11 Jul La fábula de Fikry: cuando la literatura se convierte en placebo
“Las mil y una historias de A.J. Fikry”, tanto en su versión cinematográfica como en la novela original de Gabrielle Zevin, propone una narrativa amable y redentora: la literatura como salvación, los libros como puentes hacia el amor, la paternidad, el sentido de comunidad y el redescubrimiento de uno mismo. A través de la historia de A.J. Fikry —un librero viudo, amargado y solitario— el relato construye una parábola emocional donde el dolor se disuelve en compañía de la lectura y el afecto. Sin embargo, más allá de su ternura y encanto, el film deja abierta una pregunta incómoda: ¿qué tipo de literatura se exalta aquí y con qué propósito?
La película —como la novela— transmite un mensaje claro: los libros pueden curar. Son bálsamo y contención. En un mundo hostil y acelerado, la librería de Fikry aparece como un santuario humanista, un espacio silencioso ante el ruido exterior. Esta visión no es nueva: forma parte del imaginario romántico que asocia la lectura con profundidad, sensibilidad y redención. La literatura, según esta perspectiva, nos hace mejores personas, más empáticas, más capaces de soportar el dolor.
Sin embargo, esa creencia, tan reconfortante como extendida, puede funcionar también como una coartada. Si en la historia de Fikry el sufrimiento se apacigua gracias a la llegada de una niña abandonada, el amor de una vendedora de libros y el cálido respaldo de una pequeña comunidad lectora, lo que se omite es una pregunta más áspera: ¿y si los libros no alcanzan? ¿Y si el malestar, la soledad o la pérdida no se resuelven con un buen cuento o una nueva oportunidad amorosa?
Desde una lectura más crítica, Las mil y una historias de A.J. Fikry no sería tanto un homenaje al poder de la literatura como una ilustración del modo en que la cultura puede ser utilizada para suavizar el dolor sin cuestionar sus causas. Los libros aparecen como objetos simbólicos, no como motores de conflicto ni transformación social. No incomodan. No desestabilizan. No empujan a cambiar el mundo. Su función es terapéutica, no política ni filosófica. Y en ese marco, el protagonista no sale de su condición a través de una ruptura o una toma de conciencia, sino mediante una sucesión de afectos —todos mediados por el lenguaje literario— que lo reconcilian con la vida, pero no con la realidad.

DATOS PROPORCIONADOS
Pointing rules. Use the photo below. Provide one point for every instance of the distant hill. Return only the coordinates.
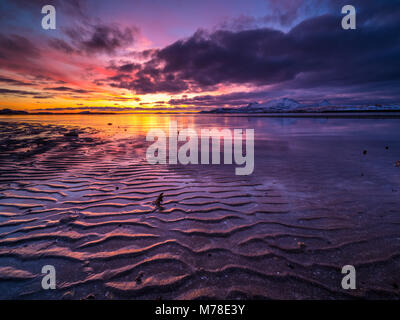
(9, 111)
(286, 105)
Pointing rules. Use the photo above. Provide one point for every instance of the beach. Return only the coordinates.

TAREAS
A. Según el artículo sobre Fikry, ¿por qué el protagonista se reconcilia con la vida pero no con la realidad? Explícalo en una a tres oraciones.
B. Transcribe, por favor, el tramo del artículo sobre Fikry que va desde "La película —como" hasta "soportar el dolor.".
C. Prolonga el artículo sobre Fikry a partir del punto en que termina.

RESPUESTAS ESCRITAS
A. Porque no sale de su condición mediante una ruptura o una toma de conciencia, sino a través de una sucesión de afectos, todos mediados por el lenguaje literario.

B.
La película —como la novela— transmite un mensaje claro: los libros pueden curar. Son bálsamo y contención. En un mundo hostil y acelerado, la librería de Fikry aparece como un santuario humanista, un espacio silencioso ante el ruido exterior. Esta visión no es nueva: forma parte del imaginario romántico que asocia la lectura con profundidad, sensibilidad y redención. La literatura, según esta perspectiva, nos hace mejores personas, más empáticas, más capaces de soportar el dolor.

C.
Es decir, la historia de Fikry no propone una revolución interior, sino un apaciguamiento. El dolor inicial es profundo, pero su resolución es dócil. Lo que podría ser una crítica al aislamiento contemporáneo o a la banalización de los vínculos se convierte en una fábula donde todo encuentra su lugar y todos encuentran su libro. El mensaje, aunque entrañable, está desprovisto de conflicto real: la literatura no confronta el vacío, lo adorna.
Desde esta óptica, el film corre el riesgo de convertir la cultura en placebo: algo que calma, pero no cura. Algo que acompaña, pero no interpela En lugar de plantear la posibilidad de que la literatura despierte preguntas incómodas —sobre el sentido, la muerte, la pérdida, la desigualdad— la vuelve una herramienta de contención emocional. Se privilegia la lectura que consuela, no la que desestructura.
Por eso, Las mil y una historias de A.J. Fikry puede ser leída también como una advertencia involuntaria: incluso los libros pueden ser domesticados por la lógica del confort. Incluso la cultura puede operar como anestesia. Tal vez, en lugar de encontrar en la lectura un refugio frente al dolor, deberíamos preguntarnos si no estamos usándola, a veces, para evitar pensar en él.
Consejito final: Igualmente tanto la novela como el film son muy recomendables !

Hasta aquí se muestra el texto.